# rockwell 43=120 wood shaper



## frankcrw2000 (Feb 21, 2012)

I have a Rockwell wood shaper model 43-120 that I trying to wire the motor so the revers switch works my motor model is 62 145 if any one has this shaper please send me a email of the pictures of the wiring setup thanks frank


----------



## bobj3 (Jan 17, 2006)

HI Frank

Most are wired up the same see page 38 in the manual.

220 volt wiring
http://cdn0.grizzly.com/manuals/g1035_m.pdf
OR
110 volt ,Page 35 in the manual below (3/4 HP)
http://cdn0.grizzly.com/manuals/g0510z_m.pdf

==



frankcrw2000 said:


> I have a Rockwell wood shaper model 43-120 that I trying to wire the motor so the revers switch works my motor model is 62 145 if any one has this shaper please send me a email of the pictures of the wiring setup thanks frank


----------



## Mantwi (Aug 13, 2013)

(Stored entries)
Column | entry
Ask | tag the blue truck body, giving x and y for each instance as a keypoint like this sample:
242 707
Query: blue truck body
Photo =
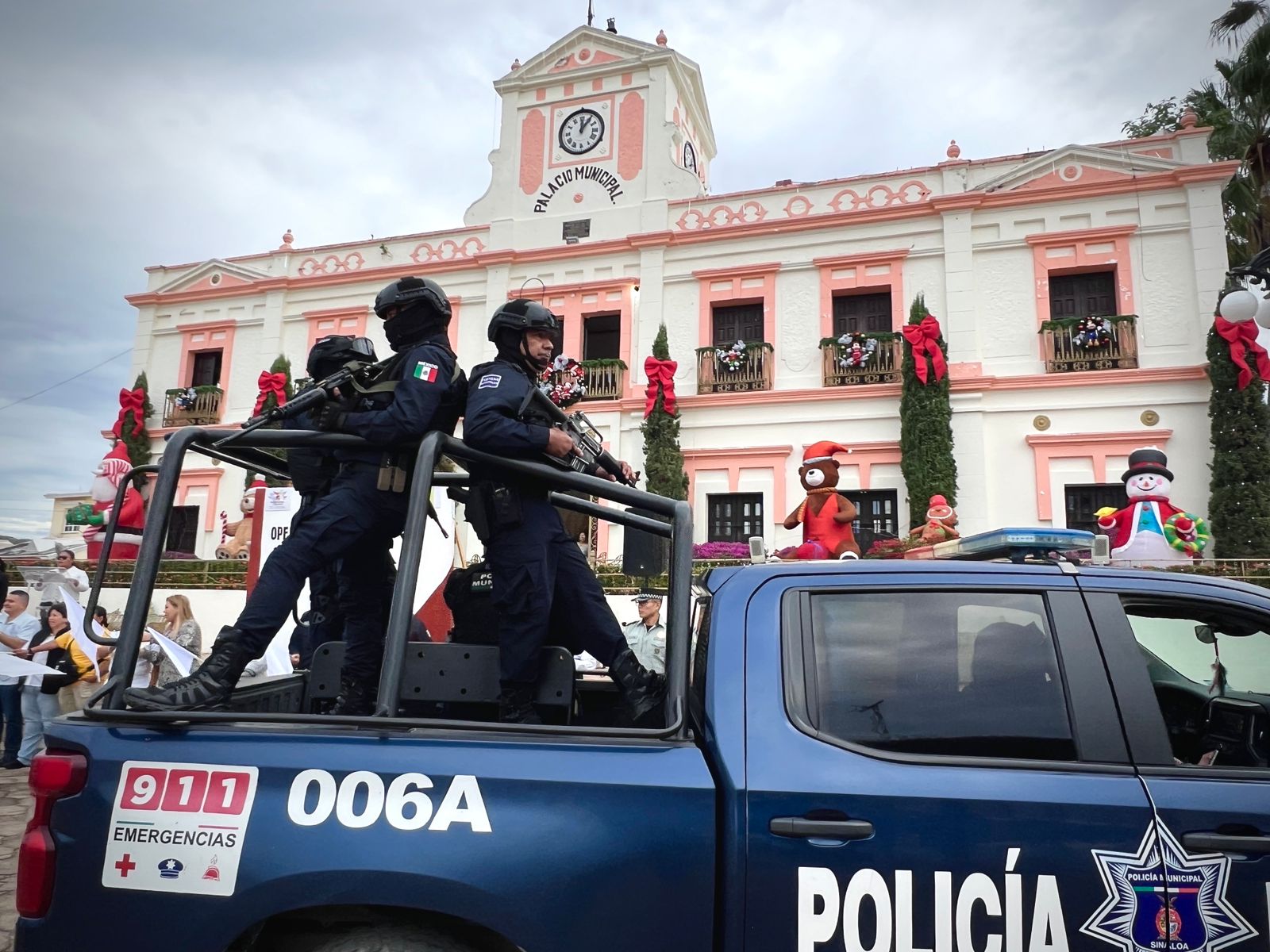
709 841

REQUIRED WORK> Repeat everything in the shaper wiring thread from "## frankcrw2000 (Feb" down to "in the manual.".

SOLUTION TO THE PROBLEM>
## frankcrw2000 (Feb 21, 2012)

I have a Rockwell wood shaper model 43-120 that I trying to wire the motor so the revers switch works my motor model is 62 145 if any one has this shaper please send me a email of the pictures of the wiring setup thanks frank


----------



## bobj3 (Jan 17, 2006)

HI Frank

Most are wired up the same see page 38 in the manual.